§ **THE EXERCISE**: Lay out the records below as a Markdown table with the columns Row and Line, giving each non-blank line its own numbered row.

(Stored data)
__________________________________________________

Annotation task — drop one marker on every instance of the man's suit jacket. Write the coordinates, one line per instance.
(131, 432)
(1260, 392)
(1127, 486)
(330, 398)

__________________________________________________

§ **WORKED ANSWER**:
| Row | Line |
|---|---|
| 1 | Annotation task — drop one marker on every instance of the man's suit jacket. Write the coordinates, one line per instance. |
| 2 | (131, 432) |
| 3 | (1260, 392) |
| 4 | (1127, 486) |
| 5 | (330, 398) |